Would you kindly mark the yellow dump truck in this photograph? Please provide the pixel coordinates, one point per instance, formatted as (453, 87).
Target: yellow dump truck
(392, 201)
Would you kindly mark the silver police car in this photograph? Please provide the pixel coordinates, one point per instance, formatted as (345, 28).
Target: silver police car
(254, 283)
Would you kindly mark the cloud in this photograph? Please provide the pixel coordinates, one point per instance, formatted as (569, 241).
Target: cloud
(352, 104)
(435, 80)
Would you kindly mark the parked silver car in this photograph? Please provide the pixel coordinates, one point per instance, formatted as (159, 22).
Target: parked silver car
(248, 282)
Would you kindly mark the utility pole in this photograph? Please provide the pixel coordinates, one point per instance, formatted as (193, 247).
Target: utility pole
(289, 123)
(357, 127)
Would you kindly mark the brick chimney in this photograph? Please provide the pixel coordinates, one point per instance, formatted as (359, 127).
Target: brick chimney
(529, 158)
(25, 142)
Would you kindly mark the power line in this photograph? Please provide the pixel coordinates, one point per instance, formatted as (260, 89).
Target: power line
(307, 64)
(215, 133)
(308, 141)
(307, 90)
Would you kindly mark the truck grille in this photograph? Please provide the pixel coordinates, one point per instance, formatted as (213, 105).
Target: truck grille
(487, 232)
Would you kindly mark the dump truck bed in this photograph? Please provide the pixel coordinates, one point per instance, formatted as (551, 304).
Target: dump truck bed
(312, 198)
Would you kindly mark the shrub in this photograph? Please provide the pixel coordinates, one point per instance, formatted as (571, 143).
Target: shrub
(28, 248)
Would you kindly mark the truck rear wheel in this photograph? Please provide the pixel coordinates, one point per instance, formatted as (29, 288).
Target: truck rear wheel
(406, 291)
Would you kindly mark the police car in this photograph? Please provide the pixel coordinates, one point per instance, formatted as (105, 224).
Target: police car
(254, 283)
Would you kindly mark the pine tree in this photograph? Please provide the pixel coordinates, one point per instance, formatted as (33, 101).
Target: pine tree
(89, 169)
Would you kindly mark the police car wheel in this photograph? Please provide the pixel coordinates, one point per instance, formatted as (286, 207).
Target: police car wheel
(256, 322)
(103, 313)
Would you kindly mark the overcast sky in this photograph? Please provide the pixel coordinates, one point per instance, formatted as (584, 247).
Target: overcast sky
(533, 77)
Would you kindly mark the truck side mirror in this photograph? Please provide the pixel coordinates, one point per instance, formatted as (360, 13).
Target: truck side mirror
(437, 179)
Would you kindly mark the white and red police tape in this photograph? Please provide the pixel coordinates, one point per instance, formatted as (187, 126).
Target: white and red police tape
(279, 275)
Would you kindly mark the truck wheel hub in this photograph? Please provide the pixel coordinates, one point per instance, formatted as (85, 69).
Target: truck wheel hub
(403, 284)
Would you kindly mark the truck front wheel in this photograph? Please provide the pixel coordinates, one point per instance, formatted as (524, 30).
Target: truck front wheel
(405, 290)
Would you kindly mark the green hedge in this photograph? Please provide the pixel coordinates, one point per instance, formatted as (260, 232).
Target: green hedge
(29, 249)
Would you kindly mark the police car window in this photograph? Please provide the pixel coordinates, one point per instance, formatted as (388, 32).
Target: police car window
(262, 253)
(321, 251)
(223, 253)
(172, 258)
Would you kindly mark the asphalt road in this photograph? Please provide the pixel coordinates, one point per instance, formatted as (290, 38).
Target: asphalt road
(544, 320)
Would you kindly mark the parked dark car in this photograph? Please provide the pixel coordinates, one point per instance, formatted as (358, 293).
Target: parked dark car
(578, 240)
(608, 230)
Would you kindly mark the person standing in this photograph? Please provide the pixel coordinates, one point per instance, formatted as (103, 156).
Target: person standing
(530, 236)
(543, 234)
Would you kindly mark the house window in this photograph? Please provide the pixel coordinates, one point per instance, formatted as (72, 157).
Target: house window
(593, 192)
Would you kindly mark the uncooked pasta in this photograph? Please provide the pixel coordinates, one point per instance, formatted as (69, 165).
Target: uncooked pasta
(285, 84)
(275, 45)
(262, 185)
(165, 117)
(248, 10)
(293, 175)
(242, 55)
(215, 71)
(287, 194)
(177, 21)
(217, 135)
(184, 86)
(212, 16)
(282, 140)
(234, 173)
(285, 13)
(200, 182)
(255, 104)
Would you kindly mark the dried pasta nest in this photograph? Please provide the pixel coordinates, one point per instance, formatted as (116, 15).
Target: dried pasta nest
· · ·
## STATED TASK
Keep only the lines from the one containing "Would you kindly mark the uncooked" to the end of the entries, and repeat them exactly.

## PROBLEM SOLUTION
Would you kindly mark the uncooked pasta in this photograph? Please provide the pixel coordinates, one point per instance, formatted as (69, 165).
Target: uncooked pasta
(285, 84)
(275, 45)
(262, 185)
(165, 117)
(248, 10)
(293, 175)
(242, 55)
(215, 71)
(287, 194)
(177, 21)
(217, 135)
(184, 86)
(212, 16)
(282, 140)
(234, 173)
(285, 13)
(200, 182)
(255, 104)
Would you kindly mark the dried pasta nest in this photograph? Please provide the pixel coordinates, one point per instance, formatted as (116, 15).
Target: dried pasta nest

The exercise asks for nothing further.